▶ _What you are asked to do_
Copy the stretch from the line containing "For every instance of the hillside, set" through the line containing "[[216, 291]]", swapping "set one marker" for "place a single marker" and leaving everything else unchanged.

(Position annotation entries)
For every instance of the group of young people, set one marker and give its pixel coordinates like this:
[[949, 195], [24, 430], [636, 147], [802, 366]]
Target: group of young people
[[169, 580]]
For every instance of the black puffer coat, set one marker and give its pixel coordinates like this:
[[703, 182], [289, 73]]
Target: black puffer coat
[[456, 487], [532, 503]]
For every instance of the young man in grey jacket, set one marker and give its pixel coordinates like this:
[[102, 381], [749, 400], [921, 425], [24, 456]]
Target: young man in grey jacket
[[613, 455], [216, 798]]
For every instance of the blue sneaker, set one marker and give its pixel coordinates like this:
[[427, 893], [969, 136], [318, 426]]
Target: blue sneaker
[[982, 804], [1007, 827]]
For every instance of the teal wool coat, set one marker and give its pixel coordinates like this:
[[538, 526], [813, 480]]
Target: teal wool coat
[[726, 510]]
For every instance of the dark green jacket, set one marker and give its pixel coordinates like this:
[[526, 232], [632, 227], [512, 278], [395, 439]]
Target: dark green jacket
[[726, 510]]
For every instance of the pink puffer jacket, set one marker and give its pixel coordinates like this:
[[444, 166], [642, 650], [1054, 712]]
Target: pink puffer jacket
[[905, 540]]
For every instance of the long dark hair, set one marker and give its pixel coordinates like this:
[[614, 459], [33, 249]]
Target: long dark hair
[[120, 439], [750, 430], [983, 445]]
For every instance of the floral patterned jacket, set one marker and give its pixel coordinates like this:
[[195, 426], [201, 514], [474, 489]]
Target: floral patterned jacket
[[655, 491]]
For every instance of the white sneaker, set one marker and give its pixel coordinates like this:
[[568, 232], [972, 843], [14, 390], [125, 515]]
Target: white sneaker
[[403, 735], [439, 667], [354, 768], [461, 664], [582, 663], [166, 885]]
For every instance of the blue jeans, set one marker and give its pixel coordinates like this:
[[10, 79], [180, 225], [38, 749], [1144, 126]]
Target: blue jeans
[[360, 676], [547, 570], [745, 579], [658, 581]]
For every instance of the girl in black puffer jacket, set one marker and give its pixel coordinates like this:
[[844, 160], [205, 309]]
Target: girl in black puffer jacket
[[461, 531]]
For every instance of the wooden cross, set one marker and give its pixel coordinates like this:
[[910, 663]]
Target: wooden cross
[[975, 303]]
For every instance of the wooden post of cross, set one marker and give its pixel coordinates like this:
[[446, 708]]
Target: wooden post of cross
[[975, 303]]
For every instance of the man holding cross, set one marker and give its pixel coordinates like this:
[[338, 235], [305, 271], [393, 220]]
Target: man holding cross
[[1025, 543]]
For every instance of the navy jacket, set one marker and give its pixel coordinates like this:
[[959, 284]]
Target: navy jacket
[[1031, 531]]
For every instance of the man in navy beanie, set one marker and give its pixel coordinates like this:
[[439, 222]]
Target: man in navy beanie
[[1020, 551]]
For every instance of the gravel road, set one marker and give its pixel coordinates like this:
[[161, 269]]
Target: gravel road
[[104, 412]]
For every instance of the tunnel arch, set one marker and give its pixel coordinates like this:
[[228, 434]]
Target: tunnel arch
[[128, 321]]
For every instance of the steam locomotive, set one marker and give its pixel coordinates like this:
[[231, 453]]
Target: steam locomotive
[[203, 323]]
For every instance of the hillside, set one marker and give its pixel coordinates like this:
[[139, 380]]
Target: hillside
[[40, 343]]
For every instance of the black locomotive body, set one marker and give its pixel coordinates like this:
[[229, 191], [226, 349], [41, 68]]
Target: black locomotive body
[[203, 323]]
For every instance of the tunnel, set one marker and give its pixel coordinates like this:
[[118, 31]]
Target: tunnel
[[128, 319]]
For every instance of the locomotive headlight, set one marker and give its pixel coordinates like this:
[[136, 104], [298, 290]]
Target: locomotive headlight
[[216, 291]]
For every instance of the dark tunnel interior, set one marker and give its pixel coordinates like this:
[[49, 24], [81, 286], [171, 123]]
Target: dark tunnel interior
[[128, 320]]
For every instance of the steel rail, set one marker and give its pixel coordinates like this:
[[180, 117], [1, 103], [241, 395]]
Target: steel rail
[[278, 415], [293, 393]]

▶ _Reply_
For every instance of the hillside, place a single marker and give its pixel coordinates like this:
[[139, 380]]
Target: hillside
[[40, 343]]
For every instance of the black locomotive body, place a single marker and give its pixel coordinates like this:
[[229, 191], [226, 349], [41, 68]]
Target: black locomotive body
[[203, 323]]
For every instance of the tunnel, place a single marker and give its pixel coordinates like this:
[[118, 31]]
Target: tunnel
[[128, 319]]
For every instance of the locomotive headlight, place a single marker and give its pixel coordinates like this:
[[136, 104], [298, 290]]
Target: locomotive headlight
[[216, 291]]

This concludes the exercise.